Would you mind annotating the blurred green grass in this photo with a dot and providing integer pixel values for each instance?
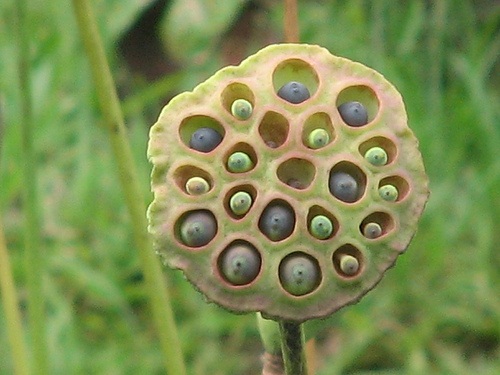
(436, 312)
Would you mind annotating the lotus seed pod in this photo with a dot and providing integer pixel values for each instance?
(299, 274)
(353, 113)
(321, 227)
(197, 186)
(240, 203)
(241, 109)
(277, 222)
(389, 193)
(198, 228)
(240, 264)
(372, 230)
(344, 187)
(349, 265)
(205, 139)
(294, 92)
(318, 138)
(239, 162)
(376, 156)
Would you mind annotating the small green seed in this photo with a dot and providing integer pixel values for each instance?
(241, 109)
(318, 138)
(376, 156)
(239, 162)
(372, 230)
(321, 227)
(349, 265)
(197, 186)
(240, 203)
(389, 193)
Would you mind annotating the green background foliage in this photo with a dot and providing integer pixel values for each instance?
(436, 312)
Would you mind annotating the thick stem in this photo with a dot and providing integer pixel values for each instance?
(292, 346)
(34, 257)
(156, 285)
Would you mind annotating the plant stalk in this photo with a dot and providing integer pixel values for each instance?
(156, 284)
(34, 259)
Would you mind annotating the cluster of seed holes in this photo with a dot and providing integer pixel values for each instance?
(318, 122)
(398, 183)
(295, 70)
(235, 91)
(297, 173)
(362, 94)
(274, 129)
(376, 225)
(348, 261)
(381, 142)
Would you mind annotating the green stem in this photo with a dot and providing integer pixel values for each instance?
(108, 99)
(12, 314)
(292, 346)
(34, 268)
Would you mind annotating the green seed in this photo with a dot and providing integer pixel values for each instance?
(349, 265)
(318, 138)
(197, 186)
(321, 227)
(389, 193)
(239, 162)
(372, 230)
(240, 264)
(376, 156)
(241, 109)
(299, 274)
(240, 203)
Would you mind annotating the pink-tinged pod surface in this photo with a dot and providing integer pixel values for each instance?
(274, 260)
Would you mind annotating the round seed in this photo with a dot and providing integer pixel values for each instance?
(198, 228)
(353, 113)
(388, 192)
(240, 264)
(240, 203)
(277, 222)
(239, 162)
(205, 139)
(197, 186)
(318, 138)
(241, 109)
(294, 92)
(376, 156)
(372, 230)
(349, 265)
(321, 227)
(299, 274)
(344, 187)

What the exercise asks |
Any pictures should be dropped; transcribe the rest of the records above exactly.

Solution to this problem |
Would you mind annotating the blurred green grass in this photo with a dot and providing integer pixel values for each instance?
(436, 312)
Would you mind annotating the lotus seed pod in this photo with a dot and providing integer pixel values for each instance?
(299, 274)
(353, 113)
(321, 227)
(197, 186)
(240, 203)
(241, 109)
(277, 222)
(389, 193)
(198, 228)
(240, 264)
(372, 230)
(344, 187)
(349, 265)
(205, 139)
(294, 92)
(318, 138)
(239, 162)
(376, 156)
Would you mind annotating the small green seed in this photo with a dot and providing integer pixel values for each instance?
(241, 109)
(318, 138)
(376, 156)
(239, 162)
(372, 230)
(321, 227)
(349, 265)
(197, 186)
(240, 203)
(389, 193)
Would you mind annotating the green background foliage in this photo with a dot and providing integer pixel values for each instance?
(436, 312)
Would you mind annotating the thick stem in this photo with a dot and providing integer pixel values for each instance?
(292, 346)
(34, 257)
(156, 285)
Would you mind annotating the plant stalk in this photo with a dot and providing integer pixel values for each instance?
(156, 284)
(34, 259)
Would you mind annotating the cluster of seed holes in this photo with a dot and providing integer pixel values for each instance?
(318, 122)
(398, 183)
(295, 70)
(235, 91)
(297, 173)
(362, 94)
(274, 129)
(376, 225)
(348, 261)
(381, 142)
Would you mind annotating the green stem in this photo with a dot and providing integer pixel values for each instance?
(108, 99)
(12, 314)
(292, 346)
(34, 268)
Would you mind annotating the green seed in this photo with a dot and providing integer pixel values for each instance?
(349, 265)
(318, 138)
(197, 186)
(321, 227)
(389, 193)
(239, 162)
(372, 230)
(240, 264)
(376, 156)
(241, 109)
(299, 274)
(240, 203)
Would you mind annotating the pink-tinged pod surface in this photo with a dot and providing integer pixel values for each instance?
(274, 260)
Would you mind annotating the round seed in this photo with a dot and providing integer pixel values for each instance?
(198, 228)
(353, 113)
(388, 192)
(240, 264)
(240, 203)
(277, 222)
(239, 162)
(205, 139)
(197, 186)
(318, 138)
(241, 109)
(294, 92)
(376, 156)
(372, 230)
(349, 265)
(321, 227)
(299, 274)
(344, 187)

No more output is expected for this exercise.